Richie Jerimovich is a central character of The Bear, masterfully portrayed by Ebon-Moss Bachrach. Though he fits perfectly in the intense, high-energy ensemble, his loud and offensive hostility make him perhaps the most unlikable character of the first season. And yet, it’s hard to dislike him entirely, even as he offends and complicates the lives of everyone else working at The Beef.
In season one, Richie’s story is painted by grief for many reasons: the death of his best friend, Michael (Jon Bernthal) and Richie’s guilt at his inability to help him, Richie’s failed marriage and the loss of a family structure he craved. And then, there’s the restaurant that has been a constant for him, one last anchor tying him to Michael, which is changing faster than he can make sense of. But at least, The Beef was still The Beef. They still made their staple foods, even if Carmy (Jeremy Allen White) and Sydney (Ayo Edebiri) had begun to introduce things like the brigade system and off-menu risottos. It still looked the same, even if they insisted on keeping it cleaner, and it still needed Richie, if less, if it disapproved of his methods and his unagreeable and often disrespectful personality.

-=-=-=-=-

Please answer these questions from the passage on Richie Jerimovich:
(a) Who portrays Richie?
(b) What is the name of Richie's best friend who died?
(c) What two things had Carmy and Sydney begun to introduce at The Beef?

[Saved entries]
-=-=-=-=-

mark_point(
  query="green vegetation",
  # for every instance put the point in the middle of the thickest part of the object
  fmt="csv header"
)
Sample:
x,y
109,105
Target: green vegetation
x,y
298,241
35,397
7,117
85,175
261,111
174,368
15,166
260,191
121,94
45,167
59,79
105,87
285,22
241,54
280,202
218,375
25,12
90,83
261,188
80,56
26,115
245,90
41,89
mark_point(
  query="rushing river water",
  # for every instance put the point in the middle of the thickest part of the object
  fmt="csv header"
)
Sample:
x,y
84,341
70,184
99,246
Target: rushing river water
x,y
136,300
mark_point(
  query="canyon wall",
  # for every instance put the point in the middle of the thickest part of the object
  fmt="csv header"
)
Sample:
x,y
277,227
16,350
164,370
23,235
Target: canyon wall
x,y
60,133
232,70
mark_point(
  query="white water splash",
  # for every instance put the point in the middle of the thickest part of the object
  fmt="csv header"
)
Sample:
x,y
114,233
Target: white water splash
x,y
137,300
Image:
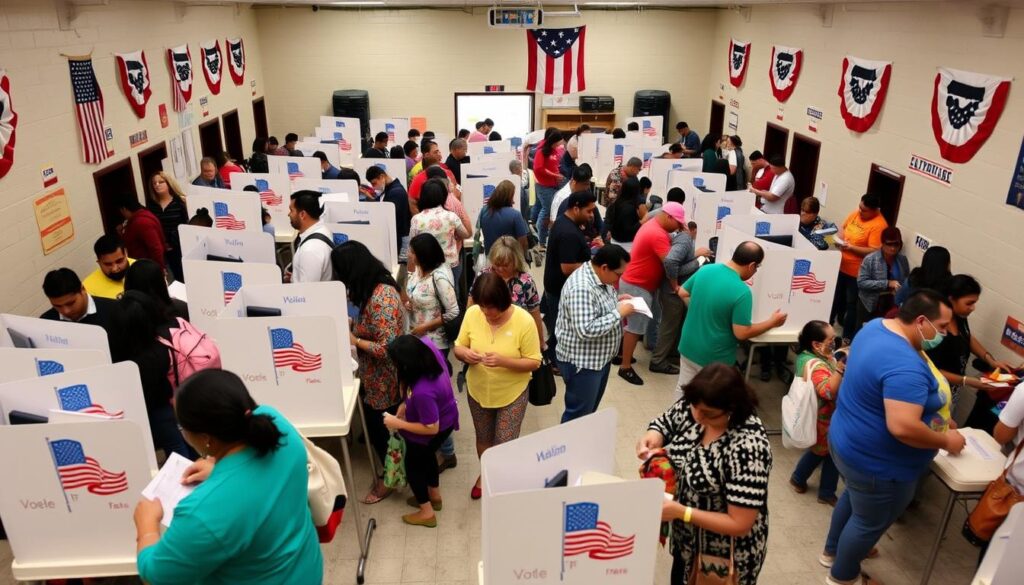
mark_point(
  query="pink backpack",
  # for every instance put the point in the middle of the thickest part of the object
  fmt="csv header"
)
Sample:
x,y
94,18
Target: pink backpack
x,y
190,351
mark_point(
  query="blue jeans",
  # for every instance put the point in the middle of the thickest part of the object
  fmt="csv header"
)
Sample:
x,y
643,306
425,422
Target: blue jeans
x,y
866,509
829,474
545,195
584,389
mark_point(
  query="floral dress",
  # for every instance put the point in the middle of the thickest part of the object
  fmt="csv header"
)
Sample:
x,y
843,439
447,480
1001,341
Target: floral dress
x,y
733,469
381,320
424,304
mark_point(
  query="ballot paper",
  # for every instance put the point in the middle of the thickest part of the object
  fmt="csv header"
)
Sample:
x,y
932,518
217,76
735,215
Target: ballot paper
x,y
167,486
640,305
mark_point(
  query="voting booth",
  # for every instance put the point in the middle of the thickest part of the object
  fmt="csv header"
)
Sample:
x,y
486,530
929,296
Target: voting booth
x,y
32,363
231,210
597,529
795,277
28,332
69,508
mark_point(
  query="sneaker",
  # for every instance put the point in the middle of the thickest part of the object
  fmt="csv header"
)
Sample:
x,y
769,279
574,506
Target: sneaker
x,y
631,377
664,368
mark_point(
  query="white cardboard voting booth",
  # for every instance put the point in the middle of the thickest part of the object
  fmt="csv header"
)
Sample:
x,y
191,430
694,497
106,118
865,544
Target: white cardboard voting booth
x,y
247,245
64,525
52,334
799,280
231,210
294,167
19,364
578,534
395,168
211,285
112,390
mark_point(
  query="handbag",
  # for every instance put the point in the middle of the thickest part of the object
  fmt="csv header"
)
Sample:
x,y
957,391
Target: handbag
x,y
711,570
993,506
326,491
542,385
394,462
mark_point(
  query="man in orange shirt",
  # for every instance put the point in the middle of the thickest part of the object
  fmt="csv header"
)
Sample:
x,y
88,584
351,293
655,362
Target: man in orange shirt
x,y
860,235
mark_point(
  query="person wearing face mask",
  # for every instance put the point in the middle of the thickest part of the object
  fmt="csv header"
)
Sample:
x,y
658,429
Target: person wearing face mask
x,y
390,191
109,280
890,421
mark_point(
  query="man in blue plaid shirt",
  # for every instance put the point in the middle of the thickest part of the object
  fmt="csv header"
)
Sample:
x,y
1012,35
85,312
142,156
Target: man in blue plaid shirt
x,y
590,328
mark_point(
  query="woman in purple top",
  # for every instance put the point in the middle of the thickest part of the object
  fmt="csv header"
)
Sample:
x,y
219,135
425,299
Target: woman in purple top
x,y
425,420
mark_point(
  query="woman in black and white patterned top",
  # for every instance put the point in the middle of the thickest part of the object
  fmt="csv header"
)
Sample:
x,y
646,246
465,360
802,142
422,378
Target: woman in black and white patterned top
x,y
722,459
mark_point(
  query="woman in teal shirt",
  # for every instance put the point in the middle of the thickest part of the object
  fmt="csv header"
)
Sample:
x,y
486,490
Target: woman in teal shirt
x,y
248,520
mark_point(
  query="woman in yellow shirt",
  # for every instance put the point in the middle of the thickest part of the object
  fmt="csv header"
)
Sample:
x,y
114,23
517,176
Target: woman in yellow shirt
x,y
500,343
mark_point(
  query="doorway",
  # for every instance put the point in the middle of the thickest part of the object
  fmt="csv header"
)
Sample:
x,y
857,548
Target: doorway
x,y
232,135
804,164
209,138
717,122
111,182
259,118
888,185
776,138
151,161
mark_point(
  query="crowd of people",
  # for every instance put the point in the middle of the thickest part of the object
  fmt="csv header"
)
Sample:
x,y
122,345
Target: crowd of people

-=-=-=-=-

RESPONSE AREA:
(a) Ebon-Moss Bachrach
(b) Michael
(c) The brigade system and off-menu risottos